++++ DATA SUPPLIED ++++

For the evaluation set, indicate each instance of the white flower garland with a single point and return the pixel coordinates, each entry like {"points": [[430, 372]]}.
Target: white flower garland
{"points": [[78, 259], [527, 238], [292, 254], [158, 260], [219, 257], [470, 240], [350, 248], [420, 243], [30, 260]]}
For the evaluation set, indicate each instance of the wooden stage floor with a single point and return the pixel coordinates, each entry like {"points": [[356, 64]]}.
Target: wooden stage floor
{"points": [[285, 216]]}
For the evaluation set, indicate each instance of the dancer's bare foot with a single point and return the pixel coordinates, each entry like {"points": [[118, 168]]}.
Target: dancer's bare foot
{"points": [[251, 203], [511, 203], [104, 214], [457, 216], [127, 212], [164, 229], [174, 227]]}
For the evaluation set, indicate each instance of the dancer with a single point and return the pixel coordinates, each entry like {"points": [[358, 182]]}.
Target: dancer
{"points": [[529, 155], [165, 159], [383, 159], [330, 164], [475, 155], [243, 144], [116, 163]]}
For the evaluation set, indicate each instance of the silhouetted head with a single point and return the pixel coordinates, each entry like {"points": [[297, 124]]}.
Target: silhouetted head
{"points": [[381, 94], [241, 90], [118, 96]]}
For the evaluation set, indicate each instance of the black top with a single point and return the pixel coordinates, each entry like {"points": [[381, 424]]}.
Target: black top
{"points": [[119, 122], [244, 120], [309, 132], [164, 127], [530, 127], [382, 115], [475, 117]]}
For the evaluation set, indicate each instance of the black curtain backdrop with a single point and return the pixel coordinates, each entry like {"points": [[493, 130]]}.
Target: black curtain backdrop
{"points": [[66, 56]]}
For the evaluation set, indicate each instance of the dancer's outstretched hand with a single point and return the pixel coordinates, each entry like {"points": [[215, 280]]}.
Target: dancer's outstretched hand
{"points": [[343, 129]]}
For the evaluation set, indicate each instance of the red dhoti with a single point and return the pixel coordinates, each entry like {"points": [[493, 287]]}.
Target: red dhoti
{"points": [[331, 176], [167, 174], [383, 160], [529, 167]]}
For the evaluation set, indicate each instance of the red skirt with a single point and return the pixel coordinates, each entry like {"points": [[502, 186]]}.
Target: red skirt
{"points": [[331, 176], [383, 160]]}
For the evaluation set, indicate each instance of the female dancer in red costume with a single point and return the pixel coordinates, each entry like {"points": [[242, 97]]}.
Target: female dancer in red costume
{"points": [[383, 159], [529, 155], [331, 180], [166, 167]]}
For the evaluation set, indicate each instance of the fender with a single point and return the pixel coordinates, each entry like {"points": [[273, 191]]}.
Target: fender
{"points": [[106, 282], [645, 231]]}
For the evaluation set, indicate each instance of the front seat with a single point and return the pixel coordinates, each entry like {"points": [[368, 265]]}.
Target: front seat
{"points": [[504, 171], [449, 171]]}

++++

• _WORK INSTRUCTIONS_
Copy every entry above word for word, keeping each line as it appears.

• _OUTPUT FOR THIS EXERCISE_
For the evaluation set, indicate each instance of the white flower garland with a single point and return the pixel coordinates, each entry like {"points": [[430, 372]]}.
Target: white flower garland
{"points": [[78, 259], [527, 238], [292, 254], [158, 260], [219, 257], [470, 240], [350, 248], [420, 243], [30, 260]]}
For the evaluation set, indicate each instance of the wooden stage floor with a single point and return the pixel coordinates, each entry like {"points": [[356, 64]]}.
Target: wooden stage floor
{"points": [[285, 216]]}
For the evaluation set, indicate each instance of the dancer's bare foot with a single point and return the pixel coordinates, each entry like {"points": [[118, 168]]}.
Target: dancer's bare foot
{"points": [[251, 203], [511, 203], [104, 214], [457, 216], [127, 212], [164, 229], [174, 227]]}
For the evaluation set, indicate each instance of the dancer with a single point and return the pixel coordinates, each entry like {"points": [[358, 182]]}.
Target: dancer
{"points": [[529, 155], [165, 159], [383, 159], [330, 164], [475, 155], [243, 144], [116, 163]]}
For the evaluation set, indicate each instance of the silhouetted head with a single point and return the pixel coordinates, each entry like {"points": [[297, 124]]}.
Target: silhouetted head
{"points": [[381, 94], [241, 90], [118, 96]]}
For the evaluation set, indicate each instance of the black top with a single point and return the pixel coordinates, each entry like {"points": [[381, 424]]}.
Target: black top
{"points": [[119, 122], [244, 120], [309, 132], [164, 127], [530, 127], [382, 115], [475, 117]]}
For the evaluation set, indicate each instance of the black curtain backdrop with a single point and return the pixel coordinates, each entry like {"points": [[493, 130]]}.
Target: black curtain backdrop
{"points": [[66, 56]]}
For the evaluation set, indicate each instance of the dancer's outstretched hand with a single point and return the pixel coordinates, each entry like {"points": [[215, 280]]}.
Target: dancer's outstretched hand
{"points": [[343, 129]]}
For the evaluation set, indicate each instance of the red dhoti with a single point and return the pixel coordinates, each entry like {"points": [[493, 287]]}.
Target: red dhoti
{"points": [[331, 176], [167, 174], [383, 160], [529, 167]]}
For the evaluation set, indicate each instance of the red skirt with a single point and return the pixel coordinates, each entry like {"points": [[502, 186]]}.
Target: red skirt
{"points": [[331, 176], [383, 160]]}
For the evaluation set, indicate each instance of the female dancer in red costume with a single point and return the pixel coordinates, each entry like {"points": [[242, 97]]}.
Target: female dancer in red costume
{"points": [[383, 159], [529, 155], [331, 180], [166, 167]]}
For the evaluation set, indicate each instance of the fender with a single point and return the pixel coordinates, each entry like {"points": [[273, 191]]}.
Target: fender
{"points": [[106, 282], [645, 231]]}
For the evaluation set, indicate each instance of the front seat with a single point and return the pixel coordinates, each entry like {"points": [[368, 265]]}.
Target: front seat
{"points": [[504, 171], [449, 171]]}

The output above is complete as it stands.